* **To do**
Copy the stretch of lines from the one containing "Where on the screen is the oryx ear?" through the one containing "[102, 131, 109, 137]", exactly as they stand, with both of those lines included.

* **Available data**
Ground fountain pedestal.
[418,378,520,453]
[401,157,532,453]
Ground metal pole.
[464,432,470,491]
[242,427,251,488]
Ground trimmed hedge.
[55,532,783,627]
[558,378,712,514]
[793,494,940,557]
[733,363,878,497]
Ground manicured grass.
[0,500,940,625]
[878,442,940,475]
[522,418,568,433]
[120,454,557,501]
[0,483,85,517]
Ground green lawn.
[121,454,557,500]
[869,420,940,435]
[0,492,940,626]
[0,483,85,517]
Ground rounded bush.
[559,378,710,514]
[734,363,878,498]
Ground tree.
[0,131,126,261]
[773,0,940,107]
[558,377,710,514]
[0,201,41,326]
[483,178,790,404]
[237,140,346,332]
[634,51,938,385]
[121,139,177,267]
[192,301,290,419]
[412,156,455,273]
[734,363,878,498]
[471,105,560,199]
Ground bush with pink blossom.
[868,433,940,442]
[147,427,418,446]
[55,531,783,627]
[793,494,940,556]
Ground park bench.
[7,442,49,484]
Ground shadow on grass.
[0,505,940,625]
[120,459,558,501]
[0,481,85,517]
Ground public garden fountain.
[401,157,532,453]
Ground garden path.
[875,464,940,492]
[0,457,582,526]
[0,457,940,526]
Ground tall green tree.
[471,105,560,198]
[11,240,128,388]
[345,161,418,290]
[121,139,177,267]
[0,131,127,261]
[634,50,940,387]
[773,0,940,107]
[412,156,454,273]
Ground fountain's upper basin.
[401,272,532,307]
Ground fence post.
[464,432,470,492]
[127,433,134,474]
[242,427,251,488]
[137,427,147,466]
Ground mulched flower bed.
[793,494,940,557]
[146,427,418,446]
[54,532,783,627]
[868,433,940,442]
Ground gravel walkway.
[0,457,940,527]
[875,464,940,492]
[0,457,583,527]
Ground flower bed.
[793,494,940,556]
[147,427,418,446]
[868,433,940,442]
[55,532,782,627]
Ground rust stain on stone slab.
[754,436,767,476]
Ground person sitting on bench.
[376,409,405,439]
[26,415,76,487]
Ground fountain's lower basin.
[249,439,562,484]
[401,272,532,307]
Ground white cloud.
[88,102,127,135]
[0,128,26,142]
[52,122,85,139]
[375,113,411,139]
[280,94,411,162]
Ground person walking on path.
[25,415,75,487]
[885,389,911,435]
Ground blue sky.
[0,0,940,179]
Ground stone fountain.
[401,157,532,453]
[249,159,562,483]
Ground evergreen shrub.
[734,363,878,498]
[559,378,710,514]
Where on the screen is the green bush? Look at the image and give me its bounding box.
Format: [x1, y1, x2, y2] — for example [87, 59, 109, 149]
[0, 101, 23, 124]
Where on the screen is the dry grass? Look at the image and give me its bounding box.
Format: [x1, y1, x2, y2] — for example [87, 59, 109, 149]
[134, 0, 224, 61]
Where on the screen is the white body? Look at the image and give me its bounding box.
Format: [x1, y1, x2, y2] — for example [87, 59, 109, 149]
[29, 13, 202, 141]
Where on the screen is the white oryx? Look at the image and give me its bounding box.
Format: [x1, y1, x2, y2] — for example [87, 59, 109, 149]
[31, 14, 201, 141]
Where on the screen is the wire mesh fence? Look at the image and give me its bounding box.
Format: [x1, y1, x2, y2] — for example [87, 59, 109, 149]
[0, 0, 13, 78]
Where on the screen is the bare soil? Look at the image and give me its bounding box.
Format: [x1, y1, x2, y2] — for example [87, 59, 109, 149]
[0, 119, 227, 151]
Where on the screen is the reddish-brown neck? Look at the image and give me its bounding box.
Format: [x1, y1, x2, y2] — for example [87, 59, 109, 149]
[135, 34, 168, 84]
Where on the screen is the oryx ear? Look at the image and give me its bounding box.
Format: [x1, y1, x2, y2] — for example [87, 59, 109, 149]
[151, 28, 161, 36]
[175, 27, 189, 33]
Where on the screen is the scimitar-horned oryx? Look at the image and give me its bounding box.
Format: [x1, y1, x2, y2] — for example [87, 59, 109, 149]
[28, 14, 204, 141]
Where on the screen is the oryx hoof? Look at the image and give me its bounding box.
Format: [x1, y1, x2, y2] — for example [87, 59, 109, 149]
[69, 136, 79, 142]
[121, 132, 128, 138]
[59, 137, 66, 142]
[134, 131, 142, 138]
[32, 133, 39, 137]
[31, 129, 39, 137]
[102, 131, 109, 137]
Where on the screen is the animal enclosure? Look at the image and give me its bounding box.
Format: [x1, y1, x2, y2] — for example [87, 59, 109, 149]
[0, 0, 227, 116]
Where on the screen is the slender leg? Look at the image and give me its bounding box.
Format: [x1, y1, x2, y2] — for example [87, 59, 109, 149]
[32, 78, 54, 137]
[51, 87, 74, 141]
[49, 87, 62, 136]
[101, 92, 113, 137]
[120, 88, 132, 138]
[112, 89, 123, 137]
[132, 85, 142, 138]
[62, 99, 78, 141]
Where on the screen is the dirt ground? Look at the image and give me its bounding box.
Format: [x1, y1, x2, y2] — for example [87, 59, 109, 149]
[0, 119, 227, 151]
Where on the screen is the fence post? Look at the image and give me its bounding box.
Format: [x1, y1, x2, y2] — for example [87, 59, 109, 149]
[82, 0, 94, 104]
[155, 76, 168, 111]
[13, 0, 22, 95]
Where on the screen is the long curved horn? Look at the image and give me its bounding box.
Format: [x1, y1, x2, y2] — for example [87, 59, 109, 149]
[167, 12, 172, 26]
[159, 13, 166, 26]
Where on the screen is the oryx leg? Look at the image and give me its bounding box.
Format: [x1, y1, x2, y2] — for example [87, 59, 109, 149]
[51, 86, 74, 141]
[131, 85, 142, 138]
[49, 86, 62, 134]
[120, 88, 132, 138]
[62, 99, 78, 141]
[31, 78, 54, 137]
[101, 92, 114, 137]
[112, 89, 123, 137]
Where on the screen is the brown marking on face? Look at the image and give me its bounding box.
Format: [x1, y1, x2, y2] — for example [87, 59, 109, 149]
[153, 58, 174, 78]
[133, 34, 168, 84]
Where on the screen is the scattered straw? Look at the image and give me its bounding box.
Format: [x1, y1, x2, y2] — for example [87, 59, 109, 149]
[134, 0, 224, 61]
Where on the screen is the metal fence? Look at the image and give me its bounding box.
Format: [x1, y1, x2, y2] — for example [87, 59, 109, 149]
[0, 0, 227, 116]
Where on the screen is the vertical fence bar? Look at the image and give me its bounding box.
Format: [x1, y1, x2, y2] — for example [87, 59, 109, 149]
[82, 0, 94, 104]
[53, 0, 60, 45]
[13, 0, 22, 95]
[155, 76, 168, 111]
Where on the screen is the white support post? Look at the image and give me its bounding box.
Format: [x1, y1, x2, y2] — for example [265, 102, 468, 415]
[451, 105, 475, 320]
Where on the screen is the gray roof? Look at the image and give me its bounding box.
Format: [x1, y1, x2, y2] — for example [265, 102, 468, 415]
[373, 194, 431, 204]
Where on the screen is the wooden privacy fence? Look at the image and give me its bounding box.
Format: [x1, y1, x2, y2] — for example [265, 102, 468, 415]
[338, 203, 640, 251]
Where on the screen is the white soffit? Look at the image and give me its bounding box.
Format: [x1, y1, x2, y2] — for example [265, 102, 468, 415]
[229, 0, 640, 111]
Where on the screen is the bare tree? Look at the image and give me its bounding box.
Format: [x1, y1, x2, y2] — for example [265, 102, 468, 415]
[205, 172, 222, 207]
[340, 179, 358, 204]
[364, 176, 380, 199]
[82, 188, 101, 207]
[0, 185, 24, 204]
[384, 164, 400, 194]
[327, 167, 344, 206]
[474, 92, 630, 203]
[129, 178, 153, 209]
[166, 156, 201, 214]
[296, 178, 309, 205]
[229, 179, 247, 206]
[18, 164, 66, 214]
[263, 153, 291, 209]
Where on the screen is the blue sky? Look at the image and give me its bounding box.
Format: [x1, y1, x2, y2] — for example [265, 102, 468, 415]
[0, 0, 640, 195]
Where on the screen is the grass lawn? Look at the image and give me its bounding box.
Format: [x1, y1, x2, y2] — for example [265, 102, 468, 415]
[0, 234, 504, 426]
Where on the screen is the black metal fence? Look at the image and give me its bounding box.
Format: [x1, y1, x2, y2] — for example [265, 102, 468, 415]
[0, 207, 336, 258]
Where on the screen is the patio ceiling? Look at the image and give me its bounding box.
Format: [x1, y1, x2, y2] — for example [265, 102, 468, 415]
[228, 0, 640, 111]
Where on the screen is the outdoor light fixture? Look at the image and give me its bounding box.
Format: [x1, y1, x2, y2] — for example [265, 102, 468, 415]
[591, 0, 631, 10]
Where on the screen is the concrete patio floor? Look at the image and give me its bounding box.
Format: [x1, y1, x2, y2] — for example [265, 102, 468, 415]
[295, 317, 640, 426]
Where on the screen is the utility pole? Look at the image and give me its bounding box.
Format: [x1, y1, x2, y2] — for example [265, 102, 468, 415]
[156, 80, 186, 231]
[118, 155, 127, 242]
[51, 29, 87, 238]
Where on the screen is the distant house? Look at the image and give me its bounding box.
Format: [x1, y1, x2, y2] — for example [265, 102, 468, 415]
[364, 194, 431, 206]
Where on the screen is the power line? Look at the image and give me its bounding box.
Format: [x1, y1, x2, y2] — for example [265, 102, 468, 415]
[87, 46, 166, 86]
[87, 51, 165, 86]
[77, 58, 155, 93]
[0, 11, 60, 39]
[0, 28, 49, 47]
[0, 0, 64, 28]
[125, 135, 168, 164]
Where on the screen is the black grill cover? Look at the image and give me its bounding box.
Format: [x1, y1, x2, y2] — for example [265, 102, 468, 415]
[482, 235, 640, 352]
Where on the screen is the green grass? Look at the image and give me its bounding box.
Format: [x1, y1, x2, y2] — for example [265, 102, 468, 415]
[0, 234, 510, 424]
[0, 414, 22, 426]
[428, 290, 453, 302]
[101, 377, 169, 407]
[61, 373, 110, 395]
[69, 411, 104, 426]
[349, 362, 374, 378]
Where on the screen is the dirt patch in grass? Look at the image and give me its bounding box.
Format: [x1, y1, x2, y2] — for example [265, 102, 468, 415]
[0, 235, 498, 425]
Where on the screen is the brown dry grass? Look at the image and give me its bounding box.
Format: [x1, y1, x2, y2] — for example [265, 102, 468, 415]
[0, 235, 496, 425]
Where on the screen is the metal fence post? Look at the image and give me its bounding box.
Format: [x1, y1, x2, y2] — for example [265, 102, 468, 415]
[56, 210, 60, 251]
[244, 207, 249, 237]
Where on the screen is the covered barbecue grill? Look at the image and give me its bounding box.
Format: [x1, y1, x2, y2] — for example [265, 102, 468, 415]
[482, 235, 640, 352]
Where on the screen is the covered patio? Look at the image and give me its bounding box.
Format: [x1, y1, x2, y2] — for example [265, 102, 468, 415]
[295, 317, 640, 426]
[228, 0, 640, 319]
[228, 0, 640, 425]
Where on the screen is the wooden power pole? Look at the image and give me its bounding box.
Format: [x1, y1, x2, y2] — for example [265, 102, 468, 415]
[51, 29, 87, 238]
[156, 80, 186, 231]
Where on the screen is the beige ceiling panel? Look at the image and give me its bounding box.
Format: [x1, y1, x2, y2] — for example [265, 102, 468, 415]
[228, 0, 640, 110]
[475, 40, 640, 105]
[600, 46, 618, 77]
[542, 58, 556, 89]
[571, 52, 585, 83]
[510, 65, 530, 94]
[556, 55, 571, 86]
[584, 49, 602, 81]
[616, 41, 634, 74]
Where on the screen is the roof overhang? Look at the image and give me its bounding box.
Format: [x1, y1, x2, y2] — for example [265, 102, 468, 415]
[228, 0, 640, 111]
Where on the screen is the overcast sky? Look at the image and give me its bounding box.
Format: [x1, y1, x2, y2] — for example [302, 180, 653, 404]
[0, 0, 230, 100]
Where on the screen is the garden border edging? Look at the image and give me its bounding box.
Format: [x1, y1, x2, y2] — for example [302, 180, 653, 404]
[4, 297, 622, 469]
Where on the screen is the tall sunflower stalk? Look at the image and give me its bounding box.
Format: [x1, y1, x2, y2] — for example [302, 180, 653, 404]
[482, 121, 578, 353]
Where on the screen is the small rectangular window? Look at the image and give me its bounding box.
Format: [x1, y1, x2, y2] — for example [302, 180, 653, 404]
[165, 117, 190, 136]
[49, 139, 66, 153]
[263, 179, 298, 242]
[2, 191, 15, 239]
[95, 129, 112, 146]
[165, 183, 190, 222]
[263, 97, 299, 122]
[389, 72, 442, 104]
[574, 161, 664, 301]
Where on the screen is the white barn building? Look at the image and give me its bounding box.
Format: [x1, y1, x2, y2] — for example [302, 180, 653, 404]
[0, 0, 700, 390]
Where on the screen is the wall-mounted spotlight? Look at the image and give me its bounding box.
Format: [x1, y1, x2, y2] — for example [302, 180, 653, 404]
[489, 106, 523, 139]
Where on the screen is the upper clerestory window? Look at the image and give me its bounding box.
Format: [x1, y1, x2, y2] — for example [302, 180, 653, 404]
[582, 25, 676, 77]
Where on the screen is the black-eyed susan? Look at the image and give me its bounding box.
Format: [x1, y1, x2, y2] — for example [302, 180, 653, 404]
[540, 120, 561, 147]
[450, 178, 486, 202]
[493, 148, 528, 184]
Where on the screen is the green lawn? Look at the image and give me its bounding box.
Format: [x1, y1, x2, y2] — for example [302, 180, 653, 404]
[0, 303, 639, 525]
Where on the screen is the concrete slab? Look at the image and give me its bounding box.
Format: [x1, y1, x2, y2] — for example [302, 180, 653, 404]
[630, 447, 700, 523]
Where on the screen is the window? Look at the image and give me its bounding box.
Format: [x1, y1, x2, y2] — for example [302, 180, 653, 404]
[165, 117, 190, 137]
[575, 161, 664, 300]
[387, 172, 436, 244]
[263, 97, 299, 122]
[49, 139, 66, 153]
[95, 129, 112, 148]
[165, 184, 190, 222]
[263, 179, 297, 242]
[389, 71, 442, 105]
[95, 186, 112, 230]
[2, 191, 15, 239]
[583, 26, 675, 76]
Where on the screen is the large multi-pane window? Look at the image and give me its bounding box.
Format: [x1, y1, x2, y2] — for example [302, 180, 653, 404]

* **Written solution**
Where on the screen is the oryx ear? Look at the image and give me its bounding box.
Format: [x1, y1, x2, y2] — for example [87, 59, 109, 149]
[151, 28, 161, 36]
[175, 27, 189, 33]
Where on the screen is the scimitar-horned oryx? Look at the image and give me its bounding box.
Format: [x1, y1, x2, y2] — for example [87, 59, 109, 149]
[28, 14, 204, 141]
Where on the screen is the oryx hoof? Look at the image and give me its bounding box.
Format: [x1, y1, x2, y2] — for example [87, 59, 109, 149]
[69, 136, 79, 142]
[121, 132, 128, 138]
[59, 137, 66, 142]
[134, 131, 142, 138]
[32, 133, 39, 137]
[31, 129, 39, 137]
[102, 131, 109, 137]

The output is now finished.